→ EXERCISE BRIEF: Copy all of the data below verbatim, leaving the pictures out of your answer.

→ THE RECORDS:
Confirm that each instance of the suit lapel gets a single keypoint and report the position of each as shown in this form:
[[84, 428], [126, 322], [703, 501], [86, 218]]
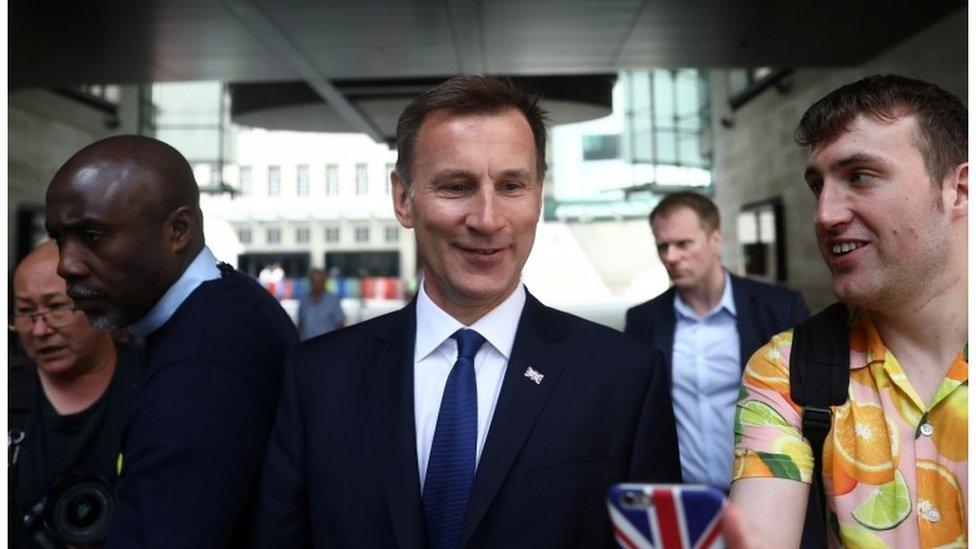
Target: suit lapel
[[745, 315], [389, 396], [519, 404], [664, 326]]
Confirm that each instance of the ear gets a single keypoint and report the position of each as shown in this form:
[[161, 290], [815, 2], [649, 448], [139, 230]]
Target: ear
[[401, 201], [955, 191], [180, 227]]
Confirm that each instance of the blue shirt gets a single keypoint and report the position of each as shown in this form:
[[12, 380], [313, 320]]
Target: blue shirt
[[200, 270], [318, 317], [706, 375]]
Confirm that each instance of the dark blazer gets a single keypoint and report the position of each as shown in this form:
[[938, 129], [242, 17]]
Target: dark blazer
[[341, 467], [197, 429], [762, 311]]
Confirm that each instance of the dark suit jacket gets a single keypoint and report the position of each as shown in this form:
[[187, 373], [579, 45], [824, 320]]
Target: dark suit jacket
[[341, 467], [198, 426], [762, 311]]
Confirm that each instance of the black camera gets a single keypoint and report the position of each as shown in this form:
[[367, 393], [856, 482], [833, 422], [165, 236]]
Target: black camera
[[75, 511]]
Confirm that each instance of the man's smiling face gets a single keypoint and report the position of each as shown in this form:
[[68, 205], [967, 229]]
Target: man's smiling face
[[474, 202], [879, 223]]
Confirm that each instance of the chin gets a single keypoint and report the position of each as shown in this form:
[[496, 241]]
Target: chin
[[486, 290], [58, 368], [107, 320]]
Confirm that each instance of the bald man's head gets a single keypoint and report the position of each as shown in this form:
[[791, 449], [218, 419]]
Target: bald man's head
[[125, 212]]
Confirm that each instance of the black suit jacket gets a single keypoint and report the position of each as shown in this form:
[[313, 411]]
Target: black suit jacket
[[198, 424], [762, 311], [341, 468]]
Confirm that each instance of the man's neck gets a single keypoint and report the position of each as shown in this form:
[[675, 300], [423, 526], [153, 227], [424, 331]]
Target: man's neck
[[466, 313], [705, 297], [70, 395], [926, 333]]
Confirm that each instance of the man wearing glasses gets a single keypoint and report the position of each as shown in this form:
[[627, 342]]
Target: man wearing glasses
[[70, 418]]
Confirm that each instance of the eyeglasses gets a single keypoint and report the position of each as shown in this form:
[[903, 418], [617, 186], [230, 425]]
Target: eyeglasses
[[57, 316]]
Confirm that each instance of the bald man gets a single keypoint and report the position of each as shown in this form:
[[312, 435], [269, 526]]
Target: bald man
[[126, 215], [82, 380]]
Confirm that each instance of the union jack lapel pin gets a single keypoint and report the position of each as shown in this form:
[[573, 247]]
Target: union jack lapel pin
[[534, 375]]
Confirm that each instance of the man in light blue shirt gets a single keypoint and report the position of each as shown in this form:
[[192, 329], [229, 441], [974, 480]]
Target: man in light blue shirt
[[707, 326], [319, 311]]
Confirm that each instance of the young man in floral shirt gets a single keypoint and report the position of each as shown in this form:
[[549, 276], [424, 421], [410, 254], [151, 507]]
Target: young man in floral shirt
[[888, 167]]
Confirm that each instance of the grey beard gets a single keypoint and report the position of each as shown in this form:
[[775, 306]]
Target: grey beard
[[106, 321]]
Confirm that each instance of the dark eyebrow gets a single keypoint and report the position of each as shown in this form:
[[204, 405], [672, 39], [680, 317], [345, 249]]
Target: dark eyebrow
[[855, 158], [517, 173], [451, 174]]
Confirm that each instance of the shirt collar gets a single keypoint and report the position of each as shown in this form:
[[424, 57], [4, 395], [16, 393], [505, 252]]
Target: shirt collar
[[200, 270], [726, 302], [498, 326]]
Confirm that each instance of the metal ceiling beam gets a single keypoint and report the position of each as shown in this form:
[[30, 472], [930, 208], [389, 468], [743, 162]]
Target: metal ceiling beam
[[255, 19], [466, 33]]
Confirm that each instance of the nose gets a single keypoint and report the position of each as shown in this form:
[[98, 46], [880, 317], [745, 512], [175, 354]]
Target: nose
[[70, 264], [832, 209], [669, 255], [485, 215], [40, 327]]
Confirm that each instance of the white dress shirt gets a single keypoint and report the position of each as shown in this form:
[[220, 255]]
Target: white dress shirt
[[201, 269], [435, 353], [706, 375]]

→ THE OUTPUT:
Confirm that each instance of the suit lapel gets a single keypoint and report the position of each as shown in this form:
[[84, 428], [126, 322], [703, 501], [86, 218]]
Target: suit lapel
[[745, 315], [389, 396], [519, 404], [664, 326]]
Confirm that each instance of the ear gets a single keypoint and report the position of each as shown in this form:
[[161, 290], [815, 2], [649, 448], [139, 230]]
Target: ear
[[401, 201], [955, 191], [180, 227]]
Confirm that each instance of the blue shirt gets a single keypoint and report the position of each as shown in this form:
[[12, 380], [313, 320]]
Target: blue shirt
[[200, 270], [318, 317], [706, 375]]
Confirm that each instance of the dark blazer gets a single keypoint and report the position of each as shown in this form:
[[938, 129], [242, 17]]
Target: dark blazer
[[341, 467], [197, 429], [762, 311]]
Confirm that each instance of the dark suit jacket gets a single keypoint and report the position of each as shown in this form:
[[187, 373], [579, 45], [824, 320]]
Target: dark suit jacket
[[341, 467], [198, 426], [762, 311]]
Confirm that each instance of the black camera gets a single keypoint and report the position of each as shown in this form:
[[367, 393], [856, 482], [833, 422], [165, 236]]
Target: black camera
[[75, 511]]
Confirm that each instance of the man's smiling face gets a single keypoint and report the position of each as shown in this form:
[[68, 205], [967, 229]]
Target: man's smiling face
[[474, 202], [879, 223]]
Confirm that each instance of the chin gets a single keypoint and report the position of each as shown in this form:
[[496, 241]]
Target: chin
[[486, 290], [58, 368], [107, 320]]
Confirm that each instance of the bald man's head gets a single keypoint and report the position of each as shown in this form:
[[791, 449], [218, 419]]
Target: bald man's head
[[125, 212]]
Confirm that each instance of the black suit jacket gets a single keypoint and report the position of each as shown in this form:
[[313, 411]]
Target: black suit jacket
[[198, 424], [762, 311], [341, 468]]
Confirm that each instance of the man's neck gets a single keypoint and report the position of each as shown in this form:
[[675, 300], [423, 526], [153, 227], [424, 331]]
Target: man's neck
[[466, 313], [705, 297], [70, 395], [926, 333]]
Confirm that each instance of the man wearing glasses gets a single keypoint and report the position of each as shown in this form:
[[627, 342]]
Target: man wearing glasses
[[70, 418]]
Confirm that each instance of the eyeglasses gets a single keypoint and report the position of each as shown in this form:
[[903, 418], [617, 186], [230, 425]]
Target: eyeglasses
[[57, 316]]
Confirm that each instance of the bald man gets a single keypoint and report the position of each as shown in this form:
[[312, 435], [269, 526]]
Target: bald man
[[126, 215], [82, 380]]
Confirm that each instance of the union jack lapel pin gets a single keypoint and report the position of each as shown in this form:
[[573, 247]]
Target: union jack lapel pin
[[534, 375]]
Confirm that each instance of the man in light blue shirt gets a single keypoint and report the position of each as shown in this form:
[[192, 329], [229, 441], [974, 480]]
Target: man in light blue shirt
[[707, 326], [319, 311]]
Confirm that each instance of the young man in floral shirt gets a single keypoint and report the position of each as shown in this form:
[[549, 276], [424, 421], [410, 254], [151, 507]]
Target: young man in floral shirt
[[888, 167]]
Confirm that each instance of the grey beard gets a single keypoint and report the position of each as shown in this form:
[[775, 306]]
Target: grey beard
[[106, 321]]
Confirm that each instance of the dark eyebrow gets a single keypoint and report the position of each as shown in this form:
[[204, 405], [672, 39], [680, 317], [345, 249]]
Target: dark eyebrow
[[855, 158], [517, 173], [451, 174]]
Confirm that each instance of the shirt collar gets a single keypoint and report the position of each as shown in this form:
[[424, 57], [4, 395], [16, 393], [505, 252]]
Target: shirt collar
[[200, 270], [726, 302], [498, 326]]
Confirm that each instance of the metal ceiling beam gets a single keypoint and report the position of each as shown in this form:
[[30, 472], [930, 208], [389, 468], [743, 162]]
Target: metal ceiling beam
[[255, 19], [466, 33]]
Confirm that each instance of the nose gets a single keypoint and report the position of each as shown in this form:
[[98, 46], [880, 317], [745, 512], [175, 354]]
Target: nose
[[70, 264], [832, 209], [669, 255], [485, 215], [40, 327]]
Confirm that each instance of the white dress shirt gets a single keypoint and report the position of each as shown in this form:
[[220, 255]]
Target: white dress shirt
[[201, 269], [435, 353], [706, 375]]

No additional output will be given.